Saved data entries
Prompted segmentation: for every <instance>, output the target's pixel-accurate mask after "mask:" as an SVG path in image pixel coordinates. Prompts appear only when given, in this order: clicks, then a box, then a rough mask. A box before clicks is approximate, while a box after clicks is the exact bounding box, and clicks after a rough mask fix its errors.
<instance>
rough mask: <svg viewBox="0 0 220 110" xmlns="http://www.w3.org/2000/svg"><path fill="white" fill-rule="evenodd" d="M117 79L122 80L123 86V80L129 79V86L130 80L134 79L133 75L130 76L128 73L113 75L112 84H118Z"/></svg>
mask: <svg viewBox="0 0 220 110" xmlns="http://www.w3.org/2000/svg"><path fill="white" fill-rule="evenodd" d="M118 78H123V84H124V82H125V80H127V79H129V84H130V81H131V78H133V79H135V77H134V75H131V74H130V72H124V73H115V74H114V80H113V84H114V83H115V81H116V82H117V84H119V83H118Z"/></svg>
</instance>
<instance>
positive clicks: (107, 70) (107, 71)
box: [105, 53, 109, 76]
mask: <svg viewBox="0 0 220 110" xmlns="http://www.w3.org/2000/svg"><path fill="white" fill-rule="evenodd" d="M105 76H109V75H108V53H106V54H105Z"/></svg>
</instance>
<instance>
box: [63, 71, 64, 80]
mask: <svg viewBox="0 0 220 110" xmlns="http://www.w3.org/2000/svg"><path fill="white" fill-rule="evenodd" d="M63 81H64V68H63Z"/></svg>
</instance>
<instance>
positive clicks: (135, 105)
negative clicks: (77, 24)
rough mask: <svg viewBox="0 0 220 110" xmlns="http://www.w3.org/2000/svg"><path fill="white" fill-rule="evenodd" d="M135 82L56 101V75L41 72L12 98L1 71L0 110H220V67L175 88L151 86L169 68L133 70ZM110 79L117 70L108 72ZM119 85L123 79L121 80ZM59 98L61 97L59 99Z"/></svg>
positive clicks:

TASK BRIEF.
Among the records above, find each line holding "clicks" and list it.

FINISHED EXERCISE.
Prompted segmentation: for every <instance>, output the target's pixel-accurate mask after "mask:" as an SVG path in image pixel coordinates. Prompts appear only when given, in this order: clicks, then a box, then a rough mask. A box before clicks is approximate, while a box after clicks is the exact bounding box, and clicks after a rough mask fix its errors.
positive clicks: (107, 70) (107, 71)
positive clicks: (135, 105)
negative clicks: (77, 24)
positive clicks:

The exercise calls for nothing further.